• [Exercise description]: When you find the word "vegetation" in a line of the entries, please copy the whole line.

• [Material for this task]:
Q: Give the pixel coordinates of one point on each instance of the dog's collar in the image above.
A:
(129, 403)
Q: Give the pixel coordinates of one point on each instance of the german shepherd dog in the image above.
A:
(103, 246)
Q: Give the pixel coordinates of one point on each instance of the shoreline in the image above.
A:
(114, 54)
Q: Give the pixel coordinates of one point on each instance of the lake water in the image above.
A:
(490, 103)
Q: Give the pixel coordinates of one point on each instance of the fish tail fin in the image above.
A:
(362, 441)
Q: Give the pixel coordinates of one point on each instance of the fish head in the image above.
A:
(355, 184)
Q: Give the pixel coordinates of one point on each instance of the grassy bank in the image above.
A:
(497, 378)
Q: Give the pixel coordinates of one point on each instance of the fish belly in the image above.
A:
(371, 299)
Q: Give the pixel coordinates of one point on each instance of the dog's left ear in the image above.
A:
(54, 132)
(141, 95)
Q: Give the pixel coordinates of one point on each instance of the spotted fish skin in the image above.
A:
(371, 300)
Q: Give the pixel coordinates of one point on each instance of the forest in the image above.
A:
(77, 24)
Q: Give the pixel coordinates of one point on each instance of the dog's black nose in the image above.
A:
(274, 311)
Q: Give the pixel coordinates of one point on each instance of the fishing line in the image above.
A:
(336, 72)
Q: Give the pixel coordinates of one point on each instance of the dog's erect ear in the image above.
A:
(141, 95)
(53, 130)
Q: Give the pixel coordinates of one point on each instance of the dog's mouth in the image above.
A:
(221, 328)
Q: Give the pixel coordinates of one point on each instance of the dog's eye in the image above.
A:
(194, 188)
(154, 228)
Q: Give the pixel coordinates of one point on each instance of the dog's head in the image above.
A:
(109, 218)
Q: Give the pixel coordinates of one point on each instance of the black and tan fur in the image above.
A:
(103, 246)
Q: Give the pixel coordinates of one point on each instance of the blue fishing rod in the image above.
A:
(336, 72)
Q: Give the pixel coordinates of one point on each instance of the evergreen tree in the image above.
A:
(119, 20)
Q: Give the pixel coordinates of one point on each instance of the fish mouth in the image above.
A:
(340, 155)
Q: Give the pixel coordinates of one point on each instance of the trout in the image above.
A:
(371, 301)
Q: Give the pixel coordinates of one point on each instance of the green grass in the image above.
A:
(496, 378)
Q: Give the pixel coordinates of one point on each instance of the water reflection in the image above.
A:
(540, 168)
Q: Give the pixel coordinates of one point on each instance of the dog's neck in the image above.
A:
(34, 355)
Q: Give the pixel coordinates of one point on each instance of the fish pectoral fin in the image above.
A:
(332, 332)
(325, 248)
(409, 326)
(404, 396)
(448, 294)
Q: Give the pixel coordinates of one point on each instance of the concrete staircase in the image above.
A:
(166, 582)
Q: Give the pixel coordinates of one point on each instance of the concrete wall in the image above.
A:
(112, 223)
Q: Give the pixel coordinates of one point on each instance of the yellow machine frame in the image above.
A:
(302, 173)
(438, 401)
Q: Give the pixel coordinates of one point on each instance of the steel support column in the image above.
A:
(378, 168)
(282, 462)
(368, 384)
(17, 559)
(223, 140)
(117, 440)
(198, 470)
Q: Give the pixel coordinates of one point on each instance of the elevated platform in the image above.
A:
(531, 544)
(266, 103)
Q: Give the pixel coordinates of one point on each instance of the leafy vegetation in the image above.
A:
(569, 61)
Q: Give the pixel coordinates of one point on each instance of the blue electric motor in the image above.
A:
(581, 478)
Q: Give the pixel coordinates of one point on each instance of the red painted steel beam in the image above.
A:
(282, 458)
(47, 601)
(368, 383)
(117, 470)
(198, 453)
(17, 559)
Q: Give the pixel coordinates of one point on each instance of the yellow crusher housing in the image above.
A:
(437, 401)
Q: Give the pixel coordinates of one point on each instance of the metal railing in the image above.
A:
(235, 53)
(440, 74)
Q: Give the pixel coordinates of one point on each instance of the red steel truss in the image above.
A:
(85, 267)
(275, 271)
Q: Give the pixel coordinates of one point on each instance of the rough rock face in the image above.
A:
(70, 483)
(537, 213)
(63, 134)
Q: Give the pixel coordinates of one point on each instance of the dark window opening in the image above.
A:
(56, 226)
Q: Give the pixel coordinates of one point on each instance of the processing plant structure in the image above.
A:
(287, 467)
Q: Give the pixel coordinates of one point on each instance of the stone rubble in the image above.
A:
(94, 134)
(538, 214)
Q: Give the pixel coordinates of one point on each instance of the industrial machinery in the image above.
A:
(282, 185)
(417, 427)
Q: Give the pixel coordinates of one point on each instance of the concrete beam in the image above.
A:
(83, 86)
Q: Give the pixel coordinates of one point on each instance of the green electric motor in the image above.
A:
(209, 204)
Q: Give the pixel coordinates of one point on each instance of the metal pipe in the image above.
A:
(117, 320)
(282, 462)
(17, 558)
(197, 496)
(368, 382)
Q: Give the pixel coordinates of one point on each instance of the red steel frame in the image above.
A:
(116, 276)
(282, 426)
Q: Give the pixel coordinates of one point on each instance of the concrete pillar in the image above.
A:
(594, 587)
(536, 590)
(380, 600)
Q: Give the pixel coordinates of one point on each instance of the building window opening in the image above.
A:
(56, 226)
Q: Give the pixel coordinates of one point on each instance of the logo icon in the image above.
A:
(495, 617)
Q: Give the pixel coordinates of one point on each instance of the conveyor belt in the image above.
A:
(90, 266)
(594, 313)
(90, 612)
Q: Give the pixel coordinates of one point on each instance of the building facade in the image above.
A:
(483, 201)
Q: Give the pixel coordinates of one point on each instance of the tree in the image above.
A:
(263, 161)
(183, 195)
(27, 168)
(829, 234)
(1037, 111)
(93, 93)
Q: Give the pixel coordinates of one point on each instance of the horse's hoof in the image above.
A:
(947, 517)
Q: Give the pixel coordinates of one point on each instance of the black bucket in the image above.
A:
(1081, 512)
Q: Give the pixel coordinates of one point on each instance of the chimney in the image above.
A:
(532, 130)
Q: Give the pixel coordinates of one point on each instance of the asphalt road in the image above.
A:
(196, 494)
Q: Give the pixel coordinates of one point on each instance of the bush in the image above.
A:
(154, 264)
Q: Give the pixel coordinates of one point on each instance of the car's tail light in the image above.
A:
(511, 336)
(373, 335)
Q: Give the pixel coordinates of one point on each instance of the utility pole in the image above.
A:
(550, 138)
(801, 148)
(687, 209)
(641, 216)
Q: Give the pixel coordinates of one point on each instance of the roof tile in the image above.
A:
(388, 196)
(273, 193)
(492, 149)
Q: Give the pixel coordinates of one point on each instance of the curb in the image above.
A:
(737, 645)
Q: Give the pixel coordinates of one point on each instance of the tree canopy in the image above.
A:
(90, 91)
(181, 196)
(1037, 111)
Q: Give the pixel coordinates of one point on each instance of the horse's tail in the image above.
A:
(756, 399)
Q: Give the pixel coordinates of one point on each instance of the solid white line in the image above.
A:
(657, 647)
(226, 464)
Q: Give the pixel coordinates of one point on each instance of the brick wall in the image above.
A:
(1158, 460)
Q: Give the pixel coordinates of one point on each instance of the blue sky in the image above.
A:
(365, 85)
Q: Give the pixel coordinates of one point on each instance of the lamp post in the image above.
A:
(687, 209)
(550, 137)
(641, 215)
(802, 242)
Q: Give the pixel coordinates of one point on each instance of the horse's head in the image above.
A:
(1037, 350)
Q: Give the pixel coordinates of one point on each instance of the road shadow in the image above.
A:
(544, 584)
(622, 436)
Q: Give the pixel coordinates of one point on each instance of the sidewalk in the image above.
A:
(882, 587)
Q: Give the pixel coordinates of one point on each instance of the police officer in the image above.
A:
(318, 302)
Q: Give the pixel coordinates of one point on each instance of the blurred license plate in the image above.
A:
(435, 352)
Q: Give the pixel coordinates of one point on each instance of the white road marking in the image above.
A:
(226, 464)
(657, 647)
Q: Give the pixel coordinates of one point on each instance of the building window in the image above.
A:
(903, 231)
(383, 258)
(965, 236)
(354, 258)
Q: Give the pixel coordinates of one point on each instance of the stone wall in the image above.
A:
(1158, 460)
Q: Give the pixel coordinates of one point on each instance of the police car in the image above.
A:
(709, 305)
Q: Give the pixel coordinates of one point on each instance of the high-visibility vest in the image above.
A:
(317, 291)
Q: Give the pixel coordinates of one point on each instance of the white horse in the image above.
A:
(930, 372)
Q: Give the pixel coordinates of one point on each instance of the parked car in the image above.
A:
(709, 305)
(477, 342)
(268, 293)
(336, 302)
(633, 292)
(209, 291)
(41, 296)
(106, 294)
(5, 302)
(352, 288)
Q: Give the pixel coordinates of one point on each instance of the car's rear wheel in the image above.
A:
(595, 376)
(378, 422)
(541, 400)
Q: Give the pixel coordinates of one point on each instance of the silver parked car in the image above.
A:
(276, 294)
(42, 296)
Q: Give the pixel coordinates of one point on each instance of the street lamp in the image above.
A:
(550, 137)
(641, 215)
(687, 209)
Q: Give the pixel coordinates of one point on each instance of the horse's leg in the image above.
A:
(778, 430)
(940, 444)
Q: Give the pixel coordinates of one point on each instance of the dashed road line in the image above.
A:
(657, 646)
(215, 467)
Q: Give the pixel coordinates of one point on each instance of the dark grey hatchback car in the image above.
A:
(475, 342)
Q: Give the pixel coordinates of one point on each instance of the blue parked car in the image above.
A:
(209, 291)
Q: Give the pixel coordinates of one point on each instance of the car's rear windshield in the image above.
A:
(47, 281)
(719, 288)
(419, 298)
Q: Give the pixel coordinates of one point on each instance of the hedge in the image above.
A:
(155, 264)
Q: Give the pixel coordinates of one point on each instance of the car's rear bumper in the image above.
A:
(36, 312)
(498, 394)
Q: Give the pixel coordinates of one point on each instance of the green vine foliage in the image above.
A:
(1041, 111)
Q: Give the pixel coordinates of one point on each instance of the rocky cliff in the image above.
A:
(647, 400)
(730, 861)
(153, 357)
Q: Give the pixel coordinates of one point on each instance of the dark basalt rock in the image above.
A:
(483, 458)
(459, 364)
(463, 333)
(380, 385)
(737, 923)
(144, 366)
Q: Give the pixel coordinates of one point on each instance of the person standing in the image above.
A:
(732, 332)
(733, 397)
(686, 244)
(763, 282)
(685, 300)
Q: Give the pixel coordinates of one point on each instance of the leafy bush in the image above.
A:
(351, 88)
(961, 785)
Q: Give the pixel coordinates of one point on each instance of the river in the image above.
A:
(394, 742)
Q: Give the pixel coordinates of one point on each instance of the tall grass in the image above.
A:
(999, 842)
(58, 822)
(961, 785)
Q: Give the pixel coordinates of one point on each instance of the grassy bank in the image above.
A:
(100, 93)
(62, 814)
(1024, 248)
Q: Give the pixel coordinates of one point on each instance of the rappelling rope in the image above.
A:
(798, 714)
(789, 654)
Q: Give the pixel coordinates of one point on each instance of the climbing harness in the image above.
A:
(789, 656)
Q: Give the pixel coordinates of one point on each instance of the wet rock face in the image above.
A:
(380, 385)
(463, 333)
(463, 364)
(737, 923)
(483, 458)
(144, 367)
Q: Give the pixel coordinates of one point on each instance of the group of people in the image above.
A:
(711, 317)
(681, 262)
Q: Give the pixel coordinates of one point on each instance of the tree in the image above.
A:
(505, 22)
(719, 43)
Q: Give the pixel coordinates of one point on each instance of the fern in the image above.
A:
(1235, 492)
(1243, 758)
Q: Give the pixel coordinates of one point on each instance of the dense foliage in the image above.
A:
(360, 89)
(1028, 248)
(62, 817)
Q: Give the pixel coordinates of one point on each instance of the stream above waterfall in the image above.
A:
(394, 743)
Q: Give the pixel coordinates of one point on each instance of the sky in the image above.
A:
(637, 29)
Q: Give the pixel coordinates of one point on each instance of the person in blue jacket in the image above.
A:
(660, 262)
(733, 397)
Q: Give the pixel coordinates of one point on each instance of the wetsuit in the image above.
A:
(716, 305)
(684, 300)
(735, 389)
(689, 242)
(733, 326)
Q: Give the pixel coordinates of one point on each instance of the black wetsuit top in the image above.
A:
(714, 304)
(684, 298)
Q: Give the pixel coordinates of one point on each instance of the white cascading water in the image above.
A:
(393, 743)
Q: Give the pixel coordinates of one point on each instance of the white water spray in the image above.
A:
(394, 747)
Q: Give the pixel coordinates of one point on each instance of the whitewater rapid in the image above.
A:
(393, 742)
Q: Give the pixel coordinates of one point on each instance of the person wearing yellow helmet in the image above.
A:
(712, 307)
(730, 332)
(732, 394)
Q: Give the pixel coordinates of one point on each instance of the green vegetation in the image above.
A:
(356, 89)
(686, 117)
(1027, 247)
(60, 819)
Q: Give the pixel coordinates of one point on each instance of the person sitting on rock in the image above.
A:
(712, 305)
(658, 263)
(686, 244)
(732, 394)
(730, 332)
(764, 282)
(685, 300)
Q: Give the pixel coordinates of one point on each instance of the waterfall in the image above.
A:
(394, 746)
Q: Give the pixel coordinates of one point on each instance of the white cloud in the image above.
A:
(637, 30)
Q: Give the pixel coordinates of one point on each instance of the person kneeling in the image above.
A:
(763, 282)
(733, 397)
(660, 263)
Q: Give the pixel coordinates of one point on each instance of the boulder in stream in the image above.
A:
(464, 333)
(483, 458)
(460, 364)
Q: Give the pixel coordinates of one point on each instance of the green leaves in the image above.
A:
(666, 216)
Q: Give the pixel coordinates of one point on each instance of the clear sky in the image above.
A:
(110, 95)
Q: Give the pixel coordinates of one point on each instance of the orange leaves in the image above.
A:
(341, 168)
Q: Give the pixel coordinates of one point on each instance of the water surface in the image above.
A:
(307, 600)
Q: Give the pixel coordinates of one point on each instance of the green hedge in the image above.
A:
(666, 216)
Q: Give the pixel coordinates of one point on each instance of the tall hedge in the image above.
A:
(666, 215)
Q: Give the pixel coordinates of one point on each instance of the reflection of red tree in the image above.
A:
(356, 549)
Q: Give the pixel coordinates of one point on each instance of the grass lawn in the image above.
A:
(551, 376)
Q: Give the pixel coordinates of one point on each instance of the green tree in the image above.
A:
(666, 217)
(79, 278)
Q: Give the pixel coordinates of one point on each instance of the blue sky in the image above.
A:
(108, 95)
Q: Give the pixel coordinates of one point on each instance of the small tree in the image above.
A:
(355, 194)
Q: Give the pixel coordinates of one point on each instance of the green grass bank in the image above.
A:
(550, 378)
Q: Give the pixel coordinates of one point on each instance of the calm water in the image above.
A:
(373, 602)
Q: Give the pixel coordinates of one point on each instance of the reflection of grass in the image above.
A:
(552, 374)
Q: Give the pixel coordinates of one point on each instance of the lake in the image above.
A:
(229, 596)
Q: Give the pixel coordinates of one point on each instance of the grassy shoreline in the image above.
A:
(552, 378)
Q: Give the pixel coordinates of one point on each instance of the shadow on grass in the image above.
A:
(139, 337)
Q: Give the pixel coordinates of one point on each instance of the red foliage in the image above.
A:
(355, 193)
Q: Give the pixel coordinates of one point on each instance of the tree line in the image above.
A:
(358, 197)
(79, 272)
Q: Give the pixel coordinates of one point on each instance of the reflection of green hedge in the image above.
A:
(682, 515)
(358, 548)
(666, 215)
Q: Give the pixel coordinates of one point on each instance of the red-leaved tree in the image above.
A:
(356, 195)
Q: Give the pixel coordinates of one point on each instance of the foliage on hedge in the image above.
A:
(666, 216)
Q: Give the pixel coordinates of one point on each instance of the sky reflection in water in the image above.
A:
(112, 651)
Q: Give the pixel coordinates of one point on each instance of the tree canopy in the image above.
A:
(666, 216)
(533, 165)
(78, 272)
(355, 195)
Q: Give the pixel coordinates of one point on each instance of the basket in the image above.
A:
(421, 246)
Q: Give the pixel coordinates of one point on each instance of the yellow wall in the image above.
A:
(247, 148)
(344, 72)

• [Result of this exercise]:
Q: Give the pixel coordinates of one point on each instance of the leafy vegetation in the image above.
Q: Give the pixel coordinates of one point on each instance of the green vegetation in the image above.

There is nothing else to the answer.